BEGIN Page extract
This story is all about the challenge to out do last years dinner. Before we get into that there are a few things I’ll quickly clear up so you’re up to speed. Italian Christmas Eve is traditionally referred to as “The Feast of the Seven Fishes”. To understand the history of this Italian tradition and its origins, read this. To understand the Anello’s bastardized version of this yearly feast, review this or this. Now that that’s out of the way let’s get to the meat of the post, or should I say “the crustacean”.
Taking the seven potential fish dishes and focusing them on one fish done seven ways was a formidable challenge. It was first proposed back in September by my Uncle Brian, the ring leader of Anello/Nardone over-indulgence. Taking the challenge under consideration he and I began swapping recipes to attempt a sort of coup de grace Christmas Eve feast. The jury is still out whether we succeeded. Never-the-less, below are the dishes and stories from the front range (electric BTW) on what worked, broke, surprised and wowed.
This rich and tasty soup made it’s debut 2 years ago. We decided after it’s short break on the bench last year it needed to come back into the starting lineup. It took us several days to break down our lobster allocation on paper. We ordered 31 lobsters and 3 pounds of lobster meat. The bisque called for two raw lobsters so the liquor inside the shell helped flavor the broth. We threw in an extra pound of meat for good measure and doubled up on the cream and booze. The result was a smash hit except for one minor detail. Thickness. We wanted a thicker soup than what resulted so we decided a quick roux would help us out. After all, how could more butter and flour hurt this thick, bold soup.
END Page extract
BEGIN Study material
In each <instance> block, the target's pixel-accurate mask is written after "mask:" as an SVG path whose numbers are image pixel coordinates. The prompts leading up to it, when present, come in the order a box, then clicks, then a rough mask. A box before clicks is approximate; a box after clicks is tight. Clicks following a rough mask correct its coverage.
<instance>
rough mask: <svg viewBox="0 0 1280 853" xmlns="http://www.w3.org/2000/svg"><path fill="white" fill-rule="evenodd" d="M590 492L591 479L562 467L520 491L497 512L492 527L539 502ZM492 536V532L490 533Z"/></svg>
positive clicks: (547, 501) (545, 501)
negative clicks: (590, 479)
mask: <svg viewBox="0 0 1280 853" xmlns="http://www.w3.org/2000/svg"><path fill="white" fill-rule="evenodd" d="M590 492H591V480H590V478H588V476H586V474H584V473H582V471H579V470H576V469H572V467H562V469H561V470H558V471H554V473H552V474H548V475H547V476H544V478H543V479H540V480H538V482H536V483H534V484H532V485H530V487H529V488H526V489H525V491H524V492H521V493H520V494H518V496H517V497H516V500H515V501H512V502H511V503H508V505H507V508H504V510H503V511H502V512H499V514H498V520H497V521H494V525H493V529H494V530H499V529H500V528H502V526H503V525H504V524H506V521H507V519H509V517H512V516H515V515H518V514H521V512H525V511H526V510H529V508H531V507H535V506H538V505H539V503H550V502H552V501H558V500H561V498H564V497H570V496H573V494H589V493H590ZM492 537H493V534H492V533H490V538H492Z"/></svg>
END Study material
> _Work instructions_:
Please write out, word for word, the part of the Christmas Eve dinner post above starting at "Taking the seven" and ending at "surprised and wowed.".

> _Task solution_:
Taking the seven potential fish dishes and focusing them on one fish done seven ways was a formidable challenge. It was first proposed back in September by my Uncle Brian, the ring leader of Anello/Nardone over-indulgence. Taking the challenge under consideration he and I began swapping recipes to attempt a sort of coup de grace Christmas Eve feast. The jury is still out whether we succeeded. Never-the-less, below are the dishes and stories from the front range (electric BTW) on what worked, broke, surprised and wowed.